EXTRACT PROVIDED |

The patient went to the ED with abdominal pain. X-rays revealed an abdominal aneurysm but the report was never sent to the patient's admitting physician.  The patient was discharged and treated for diverticulosis.  Two months later the patient returned to the same ED and again sent home, where his aneurysm popped and he died.  The estate sued the hospital and the ED physician.  Both were dismissed prior to trial.  The patient's physician was found negligent but there was no causation so no damages.  The Superior Court of Appeal disagreed and ordered a new trial against the hospital, ED physician and the patient's physician.  The court stated that if the patient's physician knew about the aneurysm he would have treated it was enough to show causation.  The court also stated that no expert witness was required for the case against the hospital since the matter is so simple.  The fact that the diagnosis of an aneurysm is made and the report never reaches the patient's physician is negligence of either the hospital or the radiologist.  This is a matter of fact that should be left to the jury.

MATERIAL SHOWN |
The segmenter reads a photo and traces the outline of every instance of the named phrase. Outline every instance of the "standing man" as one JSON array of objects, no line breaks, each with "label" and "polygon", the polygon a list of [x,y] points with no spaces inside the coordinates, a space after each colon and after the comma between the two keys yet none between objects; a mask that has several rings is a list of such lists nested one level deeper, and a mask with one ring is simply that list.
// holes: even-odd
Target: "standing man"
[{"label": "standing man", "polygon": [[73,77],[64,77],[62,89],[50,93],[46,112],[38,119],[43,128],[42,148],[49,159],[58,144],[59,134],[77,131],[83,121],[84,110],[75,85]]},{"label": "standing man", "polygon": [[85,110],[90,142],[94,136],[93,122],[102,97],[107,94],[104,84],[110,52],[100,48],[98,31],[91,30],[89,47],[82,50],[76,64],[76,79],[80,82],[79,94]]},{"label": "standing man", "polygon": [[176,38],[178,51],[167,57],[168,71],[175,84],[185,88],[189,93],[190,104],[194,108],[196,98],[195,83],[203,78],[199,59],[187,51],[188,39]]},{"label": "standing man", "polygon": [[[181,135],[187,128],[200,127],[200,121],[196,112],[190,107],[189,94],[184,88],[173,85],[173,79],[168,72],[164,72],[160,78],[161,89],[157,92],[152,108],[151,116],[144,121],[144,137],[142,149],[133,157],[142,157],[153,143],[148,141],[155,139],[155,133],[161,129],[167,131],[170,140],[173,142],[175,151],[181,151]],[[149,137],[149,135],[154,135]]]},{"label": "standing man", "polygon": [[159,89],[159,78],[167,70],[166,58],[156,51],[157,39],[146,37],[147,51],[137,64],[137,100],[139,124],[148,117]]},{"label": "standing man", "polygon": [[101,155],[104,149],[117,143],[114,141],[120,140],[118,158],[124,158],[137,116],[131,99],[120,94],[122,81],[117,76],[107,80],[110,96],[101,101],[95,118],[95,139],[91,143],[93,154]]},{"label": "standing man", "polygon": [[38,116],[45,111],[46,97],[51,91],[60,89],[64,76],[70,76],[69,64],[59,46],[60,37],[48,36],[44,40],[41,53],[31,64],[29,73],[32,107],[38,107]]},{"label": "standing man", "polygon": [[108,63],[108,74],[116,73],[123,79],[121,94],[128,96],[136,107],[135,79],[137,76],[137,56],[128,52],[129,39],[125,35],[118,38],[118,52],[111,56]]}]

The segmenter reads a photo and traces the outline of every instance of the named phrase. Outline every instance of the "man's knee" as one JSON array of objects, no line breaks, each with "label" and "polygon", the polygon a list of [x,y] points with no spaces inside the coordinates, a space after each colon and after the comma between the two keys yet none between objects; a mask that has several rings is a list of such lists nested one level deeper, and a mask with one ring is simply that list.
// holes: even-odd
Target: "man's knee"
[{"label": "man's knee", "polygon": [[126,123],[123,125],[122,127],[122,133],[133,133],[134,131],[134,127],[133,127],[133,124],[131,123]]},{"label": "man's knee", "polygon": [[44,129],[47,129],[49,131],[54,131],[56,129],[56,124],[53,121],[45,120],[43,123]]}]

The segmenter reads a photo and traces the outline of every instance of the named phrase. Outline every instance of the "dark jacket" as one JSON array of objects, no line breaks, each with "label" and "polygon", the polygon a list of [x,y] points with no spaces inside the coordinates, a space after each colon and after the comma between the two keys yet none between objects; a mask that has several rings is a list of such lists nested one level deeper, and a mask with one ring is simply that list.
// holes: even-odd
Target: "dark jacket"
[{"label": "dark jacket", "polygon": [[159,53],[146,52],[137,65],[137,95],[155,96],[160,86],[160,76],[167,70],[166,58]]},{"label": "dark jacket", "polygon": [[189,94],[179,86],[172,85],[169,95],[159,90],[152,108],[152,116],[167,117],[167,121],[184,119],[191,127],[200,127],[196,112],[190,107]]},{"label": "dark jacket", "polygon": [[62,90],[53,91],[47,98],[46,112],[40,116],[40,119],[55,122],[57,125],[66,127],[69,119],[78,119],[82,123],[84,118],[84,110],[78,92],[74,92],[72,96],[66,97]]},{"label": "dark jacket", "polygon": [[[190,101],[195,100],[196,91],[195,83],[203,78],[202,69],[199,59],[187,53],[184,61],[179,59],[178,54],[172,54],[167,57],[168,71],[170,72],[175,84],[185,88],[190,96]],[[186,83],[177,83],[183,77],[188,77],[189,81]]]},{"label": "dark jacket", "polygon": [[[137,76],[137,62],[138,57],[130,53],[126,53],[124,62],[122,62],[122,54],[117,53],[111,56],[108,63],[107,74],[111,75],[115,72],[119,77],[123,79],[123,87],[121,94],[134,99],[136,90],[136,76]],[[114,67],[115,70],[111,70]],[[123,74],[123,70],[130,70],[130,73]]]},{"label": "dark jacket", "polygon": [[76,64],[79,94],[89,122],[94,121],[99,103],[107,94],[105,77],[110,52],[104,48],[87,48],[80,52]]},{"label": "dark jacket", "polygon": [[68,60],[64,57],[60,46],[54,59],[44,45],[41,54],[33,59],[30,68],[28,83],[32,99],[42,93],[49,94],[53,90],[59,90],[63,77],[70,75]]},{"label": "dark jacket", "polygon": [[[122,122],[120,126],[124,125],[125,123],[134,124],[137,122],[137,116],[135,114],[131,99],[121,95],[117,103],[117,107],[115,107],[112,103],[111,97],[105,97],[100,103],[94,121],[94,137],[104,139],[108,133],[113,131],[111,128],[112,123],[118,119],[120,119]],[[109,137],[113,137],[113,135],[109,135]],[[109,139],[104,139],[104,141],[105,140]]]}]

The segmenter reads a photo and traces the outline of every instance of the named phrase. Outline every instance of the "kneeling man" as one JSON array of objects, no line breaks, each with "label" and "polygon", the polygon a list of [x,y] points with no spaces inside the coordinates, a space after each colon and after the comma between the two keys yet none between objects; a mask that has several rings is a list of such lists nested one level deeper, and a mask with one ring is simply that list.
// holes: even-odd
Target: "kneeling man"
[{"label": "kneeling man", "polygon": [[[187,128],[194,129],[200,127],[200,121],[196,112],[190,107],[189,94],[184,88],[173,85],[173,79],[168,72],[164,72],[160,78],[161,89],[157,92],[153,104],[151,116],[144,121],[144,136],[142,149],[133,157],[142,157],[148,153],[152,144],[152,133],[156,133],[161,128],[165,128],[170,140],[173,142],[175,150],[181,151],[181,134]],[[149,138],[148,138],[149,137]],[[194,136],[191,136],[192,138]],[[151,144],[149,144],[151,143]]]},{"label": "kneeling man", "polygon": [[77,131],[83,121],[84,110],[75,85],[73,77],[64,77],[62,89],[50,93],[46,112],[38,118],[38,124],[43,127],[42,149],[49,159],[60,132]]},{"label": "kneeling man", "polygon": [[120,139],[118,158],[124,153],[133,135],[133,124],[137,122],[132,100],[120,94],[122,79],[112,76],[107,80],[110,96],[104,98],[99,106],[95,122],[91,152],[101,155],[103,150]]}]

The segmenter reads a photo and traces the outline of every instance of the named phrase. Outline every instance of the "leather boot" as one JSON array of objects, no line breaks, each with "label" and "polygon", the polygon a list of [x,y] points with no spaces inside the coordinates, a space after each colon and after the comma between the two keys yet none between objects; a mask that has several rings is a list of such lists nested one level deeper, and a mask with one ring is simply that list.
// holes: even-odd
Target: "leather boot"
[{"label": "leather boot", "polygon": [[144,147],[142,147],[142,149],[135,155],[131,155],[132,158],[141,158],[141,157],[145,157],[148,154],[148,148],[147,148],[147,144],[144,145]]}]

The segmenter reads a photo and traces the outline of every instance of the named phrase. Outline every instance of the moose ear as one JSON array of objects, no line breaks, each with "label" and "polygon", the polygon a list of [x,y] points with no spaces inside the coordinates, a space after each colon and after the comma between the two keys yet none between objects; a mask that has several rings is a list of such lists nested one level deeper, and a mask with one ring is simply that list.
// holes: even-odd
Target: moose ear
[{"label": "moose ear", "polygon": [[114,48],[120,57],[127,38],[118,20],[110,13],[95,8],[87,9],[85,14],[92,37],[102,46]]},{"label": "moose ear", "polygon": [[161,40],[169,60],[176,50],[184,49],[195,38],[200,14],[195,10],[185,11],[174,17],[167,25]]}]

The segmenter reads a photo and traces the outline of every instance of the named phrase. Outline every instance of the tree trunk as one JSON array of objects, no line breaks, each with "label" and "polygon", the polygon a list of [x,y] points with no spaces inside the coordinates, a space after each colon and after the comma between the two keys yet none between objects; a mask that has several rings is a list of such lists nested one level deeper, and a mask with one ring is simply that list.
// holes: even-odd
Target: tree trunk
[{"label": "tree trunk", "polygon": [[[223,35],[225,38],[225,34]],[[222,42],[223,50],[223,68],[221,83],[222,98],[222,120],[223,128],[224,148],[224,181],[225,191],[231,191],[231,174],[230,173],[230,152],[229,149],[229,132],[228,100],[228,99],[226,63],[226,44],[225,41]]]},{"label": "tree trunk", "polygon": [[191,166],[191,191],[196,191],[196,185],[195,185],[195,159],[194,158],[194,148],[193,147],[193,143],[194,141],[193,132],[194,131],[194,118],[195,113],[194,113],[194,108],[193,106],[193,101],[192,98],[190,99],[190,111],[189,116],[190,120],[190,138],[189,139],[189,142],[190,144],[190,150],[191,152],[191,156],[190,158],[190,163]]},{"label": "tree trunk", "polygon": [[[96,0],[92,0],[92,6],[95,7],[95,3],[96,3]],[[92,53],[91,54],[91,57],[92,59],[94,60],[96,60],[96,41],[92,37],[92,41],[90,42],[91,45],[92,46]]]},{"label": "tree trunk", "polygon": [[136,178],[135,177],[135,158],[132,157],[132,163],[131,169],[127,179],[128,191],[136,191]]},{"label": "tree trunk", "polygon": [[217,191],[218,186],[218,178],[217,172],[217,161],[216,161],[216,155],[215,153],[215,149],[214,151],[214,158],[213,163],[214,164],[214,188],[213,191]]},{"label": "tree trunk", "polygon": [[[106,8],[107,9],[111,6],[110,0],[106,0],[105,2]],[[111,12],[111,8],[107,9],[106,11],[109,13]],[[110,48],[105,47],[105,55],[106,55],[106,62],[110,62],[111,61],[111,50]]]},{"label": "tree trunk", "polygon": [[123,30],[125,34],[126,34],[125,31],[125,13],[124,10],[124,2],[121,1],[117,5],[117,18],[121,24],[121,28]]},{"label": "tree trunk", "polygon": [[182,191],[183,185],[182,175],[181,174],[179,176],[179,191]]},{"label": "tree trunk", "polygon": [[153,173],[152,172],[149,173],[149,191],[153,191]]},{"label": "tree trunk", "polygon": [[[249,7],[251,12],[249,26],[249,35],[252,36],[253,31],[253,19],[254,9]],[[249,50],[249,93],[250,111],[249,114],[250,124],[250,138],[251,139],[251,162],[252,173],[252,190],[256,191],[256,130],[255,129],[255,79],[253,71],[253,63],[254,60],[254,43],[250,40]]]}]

WORK TASK A |
In the aneurysm case summary, what reason did the court give for not requiring an expert witness in the case against the hospital?
WORK TASK B |
Continue the aneurysm case summary from its last sentence.
The listing is not needed for what follows.

EXERCISE OUTPUT A |
The court said no expert witness was needed because the matter is so simple.

EXERCISE OUTPUT B |
Paul v Skemp Clinic
Wis. Supreme Court

The Wisconsin Supreme Court ruled that the Statute of Limitations in a medical malpractice case begins when the injury and not the misdiagnosis occurs. A nine year old began to have headaches and these continued for the next 10 years.  She eventually was diagnosed with an AVM that ruptured causing death. The trial court and the appeals court both ruled the statute had run since it started when the headaches began.  The Supreme Court said the statute began when she was found to have the AVM and died.  

Aka v Jefferson Hosp. Ass'n.
Ark. Supreme Court

 The plaintiff sued the hospital and various physicians for the wrongful death of his pregnant wife and unborn child.  The wife died during labor from an amniotic embolism.  The Supreme Court overruled its own prior decision and stated that a viable fetus, no dispute as to the viability, is a person under the wrongful death statute.  The change was due to the legislature stating a fetus over 12 weeks of gestation is a living person under criminal manslaughter law.  There is also a state constitutional amendment that states that the it is the public policy of Arkansas to protect the life of every unborn child from conception until birth, to the extent permitted by the Federal Constitution.  

Rivera v Arana
Ill. App Ct.

A minor went to a clinic with his aunt and without an appointment for an examination of his feet. The physician examined the feet and did not charge the boy.  The aunt was beaten the next week by her husband.  While she was hospitalized her husband abused the child.  The boy's mother, who had previously abandoned him, sued the doctor for medical malpractice for failure to find abuse.

Hospital Causes Emotional Distress

Elliott v Methodist Hospital
Tex. App. Ct.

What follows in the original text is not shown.